## Exercise
In the excerpt about the film on Ireland's abortion-rights campaign, which hospital did Savita die in?

## Excerpted text
• • • •

In October 2012, Savita was 17 weeks pregnant when she was denied an abortion after suffering a miscarriage. She later died in University Hospital Galway after contracting septicemia. 

The death of the 31-year-old dentist led to a huge rallying cry for changes to Irish law in respect of abortion.

“It was like a turning point, especially for some of the younger people that took part in the film,” Rodgers said.

“It was what galvanised people to get involved, and you can look at the movement as pre- and post-Savita. There was an energy that came out of that where people said, well, we’re not going to go away and we’re not going to give up now. Legislation needs to change.”

When Women Won 2 - CREDIT DEREK SPEIRS Outside Dublin Castle after the 2018 referendum about the Eighth Amendment. Derek Speirs Derek Speirs

Activist Ailbhe Smyth, who has been at the forefront of the campaign for abortion rights in Ireland for decades, approached Rodgers and one of the film’s producers, Zlata Filipovic, about making this film a few months after the referendum.

“I suppose they were keen to capture the story and to have a visual of what happened, and a document to record, and also to use as a tool if they were going to speak in other countries and share their story and how they did it,” Rodgers said.

• • • •

## Extracted records
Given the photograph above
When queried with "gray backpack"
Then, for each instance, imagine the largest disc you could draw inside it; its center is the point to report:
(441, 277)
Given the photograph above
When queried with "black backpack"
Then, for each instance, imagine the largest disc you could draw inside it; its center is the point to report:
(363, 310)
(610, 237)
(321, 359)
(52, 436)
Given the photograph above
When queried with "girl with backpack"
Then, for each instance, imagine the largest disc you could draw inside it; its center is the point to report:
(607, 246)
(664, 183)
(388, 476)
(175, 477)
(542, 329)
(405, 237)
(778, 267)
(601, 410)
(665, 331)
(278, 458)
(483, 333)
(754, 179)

• • • •

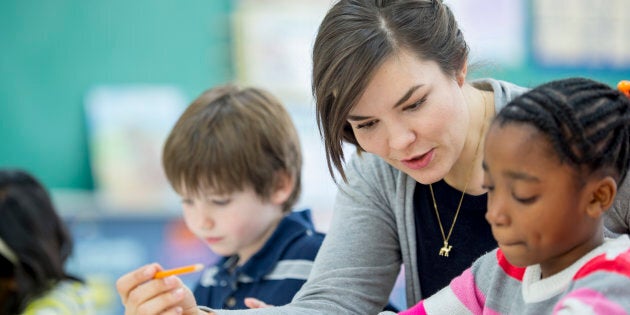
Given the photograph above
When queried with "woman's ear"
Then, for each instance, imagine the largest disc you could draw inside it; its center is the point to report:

• • • •

## Solved problem
University Hospital Galway